Why Most Meetings Stink
Research scientist and businessman Simon Ramo has written several business and technical books, and even a couple on tennis, including Tennis by Machiavelli. His latest is Meetings, Meetings and More Meetings: Getting Things Done When People Are Involved (Bonus Books, $19.95.) Senior Correspondent Larry Armstrong recently called up the 92-year-old co-founder of what became TRW -- the R is for Ramo -- and asked for a meeting.
What are your credentials as an expert on meetings?
Two come to mind. The first is purely quantitative: I started going to meetings around age 20. So over 70 years I estimate that I've gone to more than 40,000. Not too many people have that much experience. Another one: I've spent time and effort observing the process, and that's not true of everyone who attends meetings. I'm not the only one who has noticed that meetings can be improved and that too many are unnecessary, but not everyone who notices these things does something about it.
Why are some companies better at running efficient meetings than others?
I have never known of the issue receiving the attention of top management. Those organizations that do a better job of meetings happen to be led by people who take an interest in wanting some productivity about the process. It's the individuals who stand out rather than the companies.
Do you have any tips for chairing meetings more efficiently?
The most important thing is to be prepared, to know the subject and purpose of the meeting, and what you hope it will achieve. If you can't find the time to prepare for meetings then you should stop calling so many. Another is to know the people who are invited. Think ahead as to which individuals are most likely to make the greatest contribution, and anticipate others who you'll have to, as tactfully and gently as possible, interrupt to move the discussion along. Finally, keep the objective of the meeting constantly in your mind so you'll keep moving toward the goal. But if the goal changes during or because of the meeting, be prepared to invent Plan B.

(Dataset entries)
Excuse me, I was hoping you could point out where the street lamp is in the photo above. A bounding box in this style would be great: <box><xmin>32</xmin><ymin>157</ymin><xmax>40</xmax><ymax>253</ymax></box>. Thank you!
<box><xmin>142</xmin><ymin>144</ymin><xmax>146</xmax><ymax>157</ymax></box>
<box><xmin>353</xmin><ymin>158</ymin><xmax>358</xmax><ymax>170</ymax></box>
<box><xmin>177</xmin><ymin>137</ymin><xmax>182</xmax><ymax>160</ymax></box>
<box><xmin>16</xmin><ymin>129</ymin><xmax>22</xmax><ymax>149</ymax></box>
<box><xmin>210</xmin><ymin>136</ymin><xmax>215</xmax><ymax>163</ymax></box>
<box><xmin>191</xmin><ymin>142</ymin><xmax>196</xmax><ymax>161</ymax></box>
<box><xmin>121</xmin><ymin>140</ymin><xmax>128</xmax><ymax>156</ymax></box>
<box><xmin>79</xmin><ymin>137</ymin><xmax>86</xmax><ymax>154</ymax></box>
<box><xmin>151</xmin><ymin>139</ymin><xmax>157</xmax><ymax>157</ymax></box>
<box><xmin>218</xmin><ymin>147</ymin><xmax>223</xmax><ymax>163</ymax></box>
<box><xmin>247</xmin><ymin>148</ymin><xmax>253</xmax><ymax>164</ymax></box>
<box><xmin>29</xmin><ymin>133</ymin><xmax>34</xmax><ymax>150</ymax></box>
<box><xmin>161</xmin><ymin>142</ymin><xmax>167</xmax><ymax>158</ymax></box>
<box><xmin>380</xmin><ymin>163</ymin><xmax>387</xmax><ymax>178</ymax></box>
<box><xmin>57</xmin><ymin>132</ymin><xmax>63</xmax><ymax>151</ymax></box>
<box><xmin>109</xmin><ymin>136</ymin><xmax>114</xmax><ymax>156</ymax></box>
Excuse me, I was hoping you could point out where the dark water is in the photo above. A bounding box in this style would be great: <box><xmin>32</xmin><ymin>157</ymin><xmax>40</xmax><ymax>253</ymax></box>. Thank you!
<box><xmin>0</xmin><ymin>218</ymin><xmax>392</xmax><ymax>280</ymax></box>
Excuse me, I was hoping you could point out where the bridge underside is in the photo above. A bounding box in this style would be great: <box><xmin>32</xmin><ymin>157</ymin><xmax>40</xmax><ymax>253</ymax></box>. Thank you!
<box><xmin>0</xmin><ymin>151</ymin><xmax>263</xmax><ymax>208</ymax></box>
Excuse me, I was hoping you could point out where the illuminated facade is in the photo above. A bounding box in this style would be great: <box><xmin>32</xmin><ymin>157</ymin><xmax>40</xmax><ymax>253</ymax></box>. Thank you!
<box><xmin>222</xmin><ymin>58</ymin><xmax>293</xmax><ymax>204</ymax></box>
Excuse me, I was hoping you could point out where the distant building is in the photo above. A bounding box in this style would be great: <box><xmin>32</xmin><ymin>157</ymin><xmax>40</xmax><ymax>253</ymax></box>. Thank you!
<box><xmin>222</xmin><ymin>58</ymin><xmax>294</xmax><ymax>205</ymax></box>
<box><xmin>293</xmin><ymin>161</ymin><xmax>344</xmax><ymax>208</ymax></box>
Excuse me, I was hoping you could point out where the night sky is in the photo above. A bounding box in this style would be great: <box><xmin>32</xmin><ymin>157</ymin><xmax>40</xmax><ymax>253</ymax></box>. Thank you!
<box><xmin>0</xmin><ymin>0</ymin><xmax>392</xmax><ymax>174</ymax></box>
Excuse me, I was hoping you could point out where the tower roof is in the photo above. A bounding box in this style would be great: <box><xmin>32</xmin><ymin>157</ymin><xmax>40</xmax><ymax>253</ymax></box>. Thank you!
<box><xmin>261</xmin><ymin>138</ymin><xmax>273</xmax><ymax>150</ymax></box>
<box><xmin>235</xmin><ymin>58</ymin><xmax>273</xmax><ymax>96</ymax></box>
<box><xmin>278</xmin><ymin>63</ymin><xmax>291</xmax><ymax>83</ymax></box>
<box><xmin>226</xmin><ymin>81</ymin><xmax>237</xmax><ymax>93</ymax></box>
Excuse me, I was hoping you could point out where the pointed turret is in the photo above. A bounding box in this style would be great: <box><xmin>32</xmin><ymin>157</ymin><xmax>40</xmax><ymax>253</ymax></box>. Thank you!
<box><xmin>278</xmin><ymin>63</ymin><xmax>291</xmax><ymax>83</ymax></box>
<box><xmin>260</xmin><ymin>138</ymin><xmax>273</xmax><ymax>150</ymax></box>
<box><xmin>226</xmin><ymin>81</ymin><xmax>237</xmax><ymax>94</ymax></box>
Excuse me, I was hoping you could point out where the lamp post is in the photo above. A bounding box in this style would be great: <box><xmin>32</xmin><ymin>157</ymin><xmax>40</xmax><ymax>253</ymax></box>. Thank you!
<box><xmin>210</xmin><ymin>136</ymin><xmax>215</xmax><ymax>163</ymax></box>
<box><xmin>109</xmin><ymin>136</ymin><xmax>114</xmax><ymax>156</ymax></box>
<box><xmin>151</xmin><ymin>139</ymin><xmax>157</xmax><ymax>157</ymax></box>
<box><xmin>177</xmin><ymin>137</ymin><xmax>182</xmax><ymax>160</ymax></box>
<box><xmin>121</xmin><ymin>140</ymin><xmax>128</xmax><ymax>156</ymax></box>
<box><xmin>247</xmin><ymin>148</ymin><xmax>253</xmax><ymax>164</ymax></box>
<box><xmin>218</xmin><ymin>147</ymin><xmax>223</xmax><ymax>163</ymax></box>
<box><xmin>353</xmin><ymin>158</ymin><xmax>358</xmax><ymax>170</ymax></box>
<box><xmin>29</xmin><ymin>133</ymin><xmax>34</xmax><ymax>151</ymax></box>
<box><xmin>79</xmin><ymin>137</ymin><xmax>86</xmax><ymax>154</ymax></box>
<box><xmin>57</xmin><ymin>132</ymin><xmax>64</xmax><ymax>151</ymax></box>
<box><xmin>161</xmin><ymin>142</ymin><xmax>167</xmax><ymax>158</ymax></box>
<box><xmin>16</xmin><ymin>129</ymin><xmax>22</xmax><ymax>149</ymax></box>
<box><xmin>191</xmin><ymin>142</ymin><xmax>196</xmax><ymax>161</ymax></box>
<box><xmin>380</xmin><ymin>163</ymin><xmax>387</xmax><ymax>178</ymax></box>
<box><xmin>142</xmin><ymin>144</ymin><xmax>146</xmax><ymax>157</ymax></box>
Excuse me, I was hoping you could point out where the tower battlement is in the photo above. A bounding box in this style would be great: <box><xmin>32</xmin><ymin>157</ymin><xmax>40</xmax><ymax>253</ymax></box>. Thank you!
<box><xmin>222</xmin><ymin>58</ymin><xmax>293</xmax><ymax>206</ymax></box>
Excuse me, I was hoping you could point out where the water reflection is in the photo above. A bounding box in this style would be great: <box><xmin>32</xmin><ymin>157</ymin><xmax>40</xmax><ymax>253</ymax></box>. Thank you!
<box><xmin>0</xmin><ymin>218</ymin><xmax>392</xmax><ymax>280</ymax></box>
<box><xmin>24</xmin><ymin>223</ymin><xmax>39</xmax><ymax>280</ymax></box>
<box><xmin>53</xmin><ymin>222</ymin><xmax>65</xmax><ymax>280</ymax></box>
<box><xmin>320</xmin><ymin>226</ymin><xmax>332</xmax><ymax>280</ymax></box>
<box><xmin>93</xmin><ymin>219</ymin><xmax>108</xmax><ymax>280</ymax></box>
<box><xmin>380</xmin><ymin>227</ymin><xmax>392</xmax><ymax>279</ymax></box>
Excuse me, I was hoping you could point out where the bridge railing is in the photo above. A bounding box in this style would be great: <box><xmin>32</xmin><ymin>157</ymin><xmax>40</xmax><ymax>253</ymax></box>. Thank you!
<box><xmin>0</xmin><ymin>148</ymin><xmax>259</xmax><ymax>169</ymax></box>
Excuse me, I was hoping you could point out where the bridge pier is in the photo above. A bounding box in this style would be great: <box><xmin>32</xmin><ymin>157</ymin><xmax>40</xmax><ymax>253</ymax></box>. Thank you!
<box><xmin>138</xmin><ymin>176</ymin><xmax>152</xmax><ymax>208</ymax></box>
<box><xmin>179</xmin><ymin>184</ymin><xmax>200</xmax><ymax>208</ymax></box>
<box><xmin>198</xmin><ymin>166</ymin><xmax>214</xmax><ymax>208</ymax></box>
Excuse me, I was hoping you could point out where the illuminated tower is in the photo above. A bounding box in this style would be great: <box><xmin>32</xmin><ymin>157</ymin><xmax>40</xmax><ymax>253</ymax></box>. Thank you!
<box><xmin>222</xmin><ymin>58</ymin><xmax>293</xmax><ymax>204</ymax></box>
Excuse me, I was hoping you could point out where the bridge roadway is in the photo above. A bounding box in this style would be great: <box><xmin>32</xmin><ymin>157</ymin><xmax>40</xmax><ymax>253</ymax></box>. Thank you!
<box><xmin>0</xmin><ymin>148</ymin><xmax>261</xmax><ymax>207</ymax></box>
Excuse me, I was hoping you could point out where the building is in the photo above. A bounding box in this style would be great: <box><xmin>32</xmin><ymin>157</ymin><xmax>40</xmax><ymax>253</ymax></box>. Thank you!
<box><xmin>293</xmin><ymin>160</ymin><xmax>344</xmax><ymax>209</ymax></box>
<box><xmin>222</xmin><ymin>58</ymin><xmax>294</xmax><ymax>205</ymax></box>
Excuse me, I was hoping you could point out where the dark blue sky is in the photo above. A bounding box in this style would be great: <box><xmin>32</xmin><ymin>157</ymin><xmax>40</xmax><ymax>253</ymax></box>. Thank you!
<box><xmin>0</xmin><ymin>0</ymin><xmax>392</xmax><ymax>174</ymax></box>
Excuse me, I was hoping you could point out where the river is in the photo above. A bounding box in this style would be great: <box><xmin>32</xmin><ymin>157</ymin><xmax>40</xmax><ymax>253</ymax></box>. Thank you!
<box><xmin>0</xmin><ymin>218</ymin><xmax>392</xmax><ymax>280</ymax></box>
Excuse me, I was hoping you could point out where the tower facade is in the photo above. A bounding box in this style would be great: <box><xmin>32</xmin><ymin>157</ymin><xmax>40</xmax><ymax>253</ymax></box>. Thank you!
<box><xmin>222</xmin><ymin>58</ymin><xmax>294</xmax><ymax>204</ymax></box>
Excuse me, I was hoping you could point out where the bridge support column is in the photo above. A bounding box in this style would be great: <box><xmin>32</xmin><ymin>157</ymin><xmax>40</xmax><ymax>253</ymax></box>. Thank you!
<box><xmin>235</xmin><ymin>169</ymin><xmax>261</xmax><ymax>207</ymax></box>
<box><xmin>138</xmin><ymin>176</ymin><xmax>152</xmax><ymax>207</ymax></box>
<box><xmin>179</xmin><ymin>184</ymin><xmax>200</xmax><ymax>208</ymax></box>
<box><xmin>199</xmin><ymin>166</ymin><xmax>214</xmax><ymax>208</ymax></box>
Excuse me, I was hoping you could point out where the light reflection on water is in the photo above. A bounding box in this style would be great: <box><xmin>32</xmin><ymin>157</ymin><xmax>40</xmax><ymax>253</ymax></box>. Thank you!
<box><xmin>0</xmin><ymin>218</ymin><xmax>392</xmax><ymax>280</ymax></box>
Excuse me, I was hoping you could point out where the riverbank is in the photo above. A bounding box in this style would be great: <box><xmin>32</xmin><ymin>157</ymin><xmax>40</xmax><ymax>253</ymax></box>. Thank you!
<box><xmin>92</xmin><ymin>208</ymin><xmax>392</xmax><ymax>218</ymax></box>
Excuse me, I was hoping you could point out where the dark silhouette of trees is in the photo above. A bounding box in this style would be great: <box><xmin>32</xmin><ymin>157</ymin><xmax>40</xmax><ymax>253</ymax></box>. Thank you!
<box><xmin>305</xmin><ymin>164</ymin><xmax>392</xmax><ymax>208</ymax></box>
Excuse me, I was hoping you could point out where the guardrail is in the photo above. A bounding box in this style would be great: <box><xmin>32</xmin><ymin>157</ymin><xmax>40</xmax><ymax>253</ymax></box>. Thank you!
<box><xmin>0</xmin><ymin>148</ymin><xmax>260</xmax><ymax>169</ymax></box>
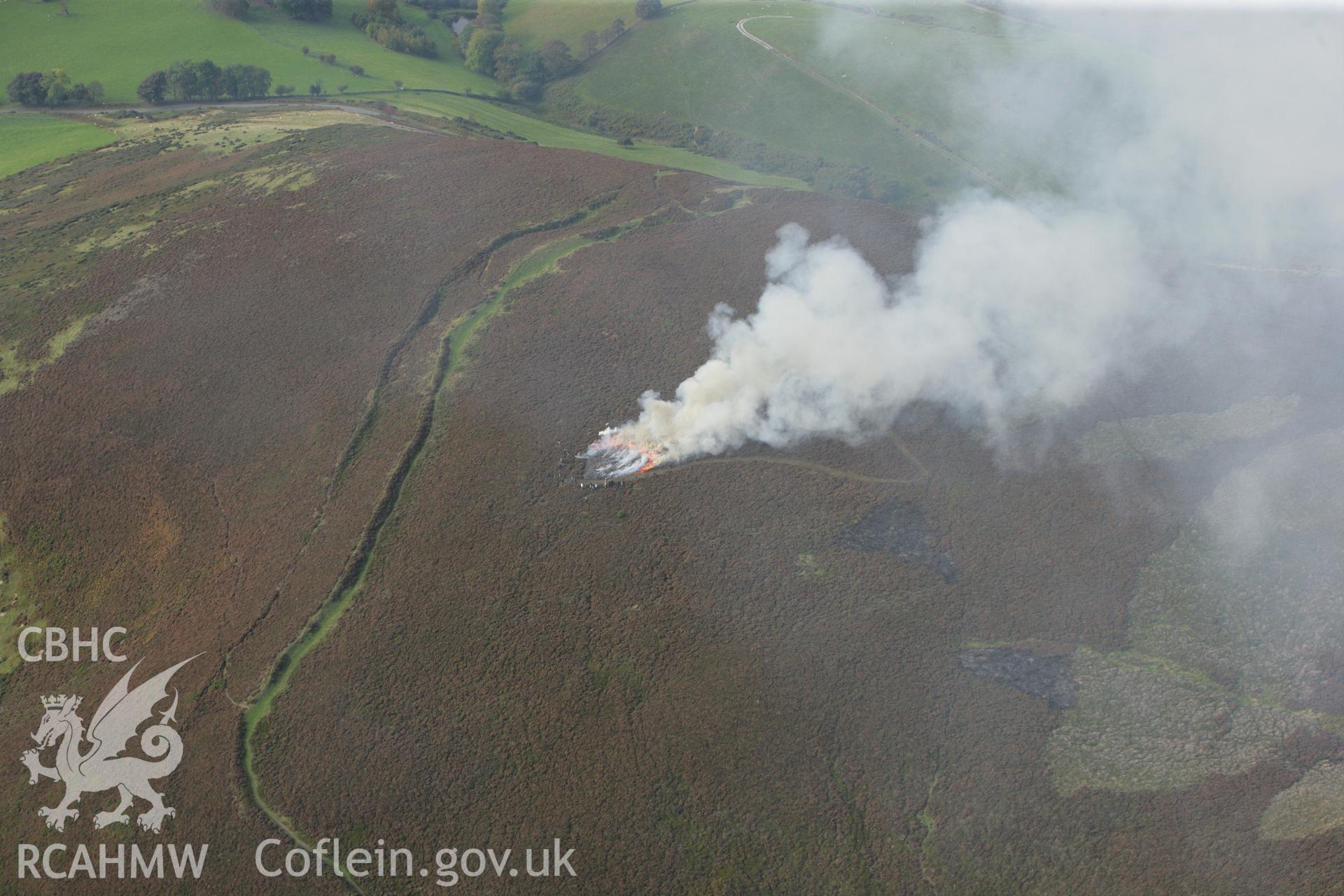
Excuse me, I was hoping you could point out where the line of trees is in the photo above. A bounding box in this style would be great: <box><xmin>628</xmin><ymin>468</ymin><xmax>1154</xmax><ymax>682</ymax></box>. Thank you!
<box><xmin>349</xmin><ymin>0</ymin><xmax>438</xmax><ymax>59</ymax></box>
<box><xmin>136</xmin><ymin>59</ymin><xmax>279</xmax><ymax>104</ymax></box>
<box><xmin>457</xmin><ymin>0</ymin><xmax>599</xmax><ymax>102</ymax></box>
<box><xmin>276</xmin><ymin>0</ymin><xmax>332</xmax><ymax>22</ymax></box>
<box><xmin>6</xmin><ymin>69</ymin><xmax>102</xmax><ymax>106</ymax></box>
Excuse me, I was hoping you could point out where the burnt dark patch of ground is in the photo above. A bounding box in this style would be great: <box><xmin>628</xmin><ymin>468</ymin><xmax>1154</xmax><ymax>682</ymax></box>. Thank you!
<box><xmin>957</xmin><ymin>648</ymin><xmax>1078</xmax><ymax>709</ymax></box>
<box><xmin>836</xmin><ymin>498</ymin><xmax>957</xmax><ymax>583</ymax></box>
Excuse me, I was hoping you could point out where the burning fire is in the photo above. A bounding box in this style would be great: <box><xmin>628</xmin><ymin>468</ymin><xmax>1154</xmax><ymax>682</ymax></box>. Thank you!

* _SET TASKS_
- 1) Answer these questions using the meetings interview:
(a) How many meetings does Ramo estimate he has attended over 70 years?
(b) What company did Ramo co-found?
(c) What does Ramo call the most important thing in chairing a meeting?
- 2) Please carry the meetings interview forward from its last sentence.
These entries have no connection to the meetings interview.

* _TASK ANSWERS_
- 1)
(a) More than 40,000.
(b) The company that became TRW.
(c) Being prepared: knowing the subject and purpose of the meeting and what you hope it will achieve.

- 2)
Over the years, has technology changed meetings?
Yes. Some for the better, some for the worse. As an example, information technology has made it possible for a lot of details to be made available quickly to a large number of people, so attendees can be better informed about anything being discussed. That's a positive. The negative is that people now present too much detail. With charts being created mostly by computers, people don't stop with the main points; they can't resist the unnecessary elaboration.
Has technology created more distractions in meetings?
Technology has increased the potential for bringing new distractions, though I don't know that the total distraction level has changed. Are cell phones in meetings any more or less distracting than people being called out to take phone calls? Or people reading incoming e-mails instead of paying attention to the speaker?
I really liked the chapter on dozers and dozees, the people who doze off during meetings and the presenters who cause them to fall asleep. Any tips for dozers?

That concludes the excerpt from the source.